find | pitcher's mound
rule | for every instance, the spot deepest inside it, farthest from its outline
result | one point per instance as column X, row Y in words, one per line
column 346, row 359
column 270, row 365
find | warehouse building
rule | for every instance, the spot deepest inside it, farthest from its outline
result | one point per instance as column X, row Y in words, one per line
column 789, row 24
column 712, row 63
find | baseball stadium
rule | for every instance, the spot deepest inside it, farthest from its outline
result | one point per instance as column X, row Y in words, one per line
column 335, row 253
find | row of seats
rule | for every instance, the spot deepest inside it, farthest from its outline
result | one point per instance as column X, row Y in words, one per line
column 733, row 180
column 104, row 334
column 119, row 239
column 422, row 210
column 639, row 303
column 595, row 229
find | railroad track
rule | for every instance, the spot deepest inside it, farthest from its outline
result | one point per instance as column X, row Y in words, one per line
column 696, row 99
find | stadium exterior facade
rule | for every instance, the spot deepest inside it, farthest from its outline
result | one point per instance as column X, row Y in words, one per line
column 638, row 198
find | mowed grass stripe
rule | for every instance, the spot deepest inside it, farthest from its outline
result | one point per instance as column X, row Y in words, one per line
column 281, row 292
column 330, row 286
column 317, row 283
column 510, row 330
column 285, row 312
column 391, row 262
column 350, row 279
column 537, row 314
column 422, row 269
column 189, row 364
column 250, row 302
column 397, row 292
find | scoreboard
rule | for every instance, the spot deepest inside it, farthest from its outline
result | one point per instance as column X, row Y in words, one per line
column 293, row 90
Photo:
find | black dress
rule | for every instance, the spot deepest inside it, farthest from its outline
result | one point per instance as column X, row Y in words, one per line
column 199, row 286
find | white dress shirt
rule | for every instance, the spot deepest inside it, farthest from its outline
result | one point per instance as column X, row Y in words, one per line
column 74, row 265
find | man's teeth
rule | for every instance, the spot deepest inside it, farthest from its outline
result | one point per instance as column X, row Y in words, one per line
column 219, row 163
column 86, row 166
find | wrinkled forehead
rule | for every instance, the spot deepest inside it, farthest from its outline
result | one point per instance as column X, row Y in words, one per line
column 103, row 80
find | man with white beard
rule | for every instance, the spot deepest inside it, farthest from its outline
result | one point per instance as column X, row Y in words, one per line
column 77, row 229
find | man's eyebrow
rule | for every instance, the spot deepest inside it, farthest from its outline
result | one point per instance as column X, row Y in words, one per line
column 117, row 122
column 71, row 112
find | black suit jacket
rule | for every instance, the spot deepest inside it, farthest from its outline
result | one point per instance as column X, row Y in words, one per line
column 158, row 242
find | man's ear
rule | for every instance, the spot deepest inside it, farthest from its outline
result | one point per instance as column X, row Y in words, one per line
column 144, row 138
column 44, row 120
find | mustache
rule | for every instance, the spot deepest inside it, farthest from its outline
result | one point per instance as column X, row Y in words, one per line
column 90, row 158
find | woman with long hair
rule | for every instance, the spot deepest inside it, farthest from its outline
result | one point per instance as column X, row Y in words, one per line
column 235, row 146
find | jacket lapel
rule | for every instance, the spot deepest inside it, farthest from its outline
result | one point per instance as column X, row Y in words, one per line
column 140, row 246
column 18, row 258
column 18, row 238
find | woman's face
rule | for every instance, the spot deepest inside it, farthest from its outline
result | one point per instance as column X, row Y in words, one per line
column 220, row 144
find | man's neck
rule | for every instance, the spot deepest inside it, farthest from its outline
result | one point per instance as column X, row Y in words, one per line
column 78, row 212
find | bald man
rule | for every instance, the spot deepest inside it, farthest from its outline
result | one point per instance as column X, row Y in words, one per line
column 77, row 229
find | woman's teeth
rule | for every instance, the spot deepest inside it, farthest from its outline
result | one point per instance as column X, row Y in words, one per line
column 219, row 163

**What you should do**
Every line of the material needs to be returned exactly.

**Written response**
find | pitcher's mound
rule | for every instance, the spot deepest inside it, farthest from its outline
result | one point per instance as column X, row Y in words, one per line
column 346, row 359
column 270, row 365
find | warehouse building
rule | for every instance, the spot deepest inside it, farthest from its outline
result | one point per instance as column X, row Y in words, one per line
column 789, row 24
column 712, row 63
find | baseball stadium
rule | for every instance, the spot deepest inside it, farthest from its outline
result | one point per instance as column X, row Y in words, one per line
column 335, row 253
find | row of seats
rule | for every instance, the spot deepest inside it, farthest from its outline
result | one point per instance as column X, row Y in words, one per line
column 733, row 180
column 104, row 334
column 119, row 239
column 422, row 210
column 639, row 303
column 595, row 229
find | railroad track
rule | for every instance, the spot deepest inside it, farthest from its outline
result | one point per instance as column X, row Y in words, one per line
column 696, row 99
find | stadium exterior facade
rule | for every instance, the spot deepest inside it, farthest from its outline
result | one point per instance as column X, row Y in words, one per line
column 638, row 198
find | mowed grass stripe
rule | for every instance, the spot deepest inside it, farthest from its outline
result | one point per instance as column X, row Y in words, one per line
column 281, row 292
column 330, row 286
column 317, row 283
column 510, row 330
column 285, row 312
column 391, row 262
column 350, row 279
column 537, row 314
column 422, row 269
column 189, row 364
column 250, row 302
column 397, row 292
find | scoreboard
rule | for every instance, the spot deepest inside it, farthest from its outline
result | one point per instance as column X, row Y in words, one per line
column 293, row 90
Photo:
find | black dress
rule | for every instance, the spot deepest inside it, farthest from its outline
result | one point per instance as column X, row Y in words, one per line
column 199, row 286
find | white dress shirt
rule | for every instance, the spot deepest inside it, farthest from its outline
result | one point per instance as column X, row Y in words, one per line
column 74, row 265
find | man's teeth
rule | for every instance, the spot deepest inside it, farthest from its outline
result | one point per instance as column X, row Y in words, one per line
column 219, row 163
column 86, row 166
find | wrinkled forehead
rule | for every instance, the spot deepest inside it, farthest from its outline
result | one point per instance as column X, row Y in words, one per line
column 103, row 80
find | man with white beard
rule | for every instance, the spot deepest inside it, farthest from its outline
result | one point per instance as column X, row Y in words, one per line
column 77, row 229
find | man's eyebrow
rule | for every instance, the spot deepest inside it, farthest from its outline
result | one point per instance as column X, row Y in words, one per line
column 117, row 122
column 71, row 112
find | black suit jacket
rule | for every instance, the spot deepest inside it, farthest from its outline
result | one point per instance as column X, row Y in words, one per line
column 158, row 242
find | man's ear
rule | for every instance, the spot deepest inside it, farthest from its outline
result | one point per instance as column X, row Y in words, one per line
column 144, row 138
column 44, row 120
find | mustache
rule | for every instance, the spot deepest inside it, farthest from its outline
result | one point per instance as column X, row Y in words, one per line
column 90, row 158
find | woman with long hair
rule | for every instance, the spot deepest inside it, farthest from its outline
result | one point per instance as column X, row Y in words, one per line
column 235, row 146
find | jacket lapel
rule | for every instance, the spot deepest inside it, farthest from its outline
result | one point per instance as column X, row Y in words, one per line
column 140, row 246
column 18, row 258
column 18, row 238
find | woman's face
rule | for every instance, the spot deepest inside it, farthest from its outline
result | one point per instance as column X, row Y in words, one per line
column 220, row 144
find | man's neck
rule | for every instance, the spot deepest inside it, farthest from its outline
result | one point per instance as column X, row Y in words, one per line
column 78, row 212
find | bald man
rule | for every instance, the spot deepest inside it, farthest from its outline
result | one point per instance as column X, row Y in words, one per line
column 77, row 229
find | woman's teeth
rule | for every instance, the spot deepest inside it, farthest from its outline
result | one point per instance as column X, row Y in words, one per line
column 219, row 163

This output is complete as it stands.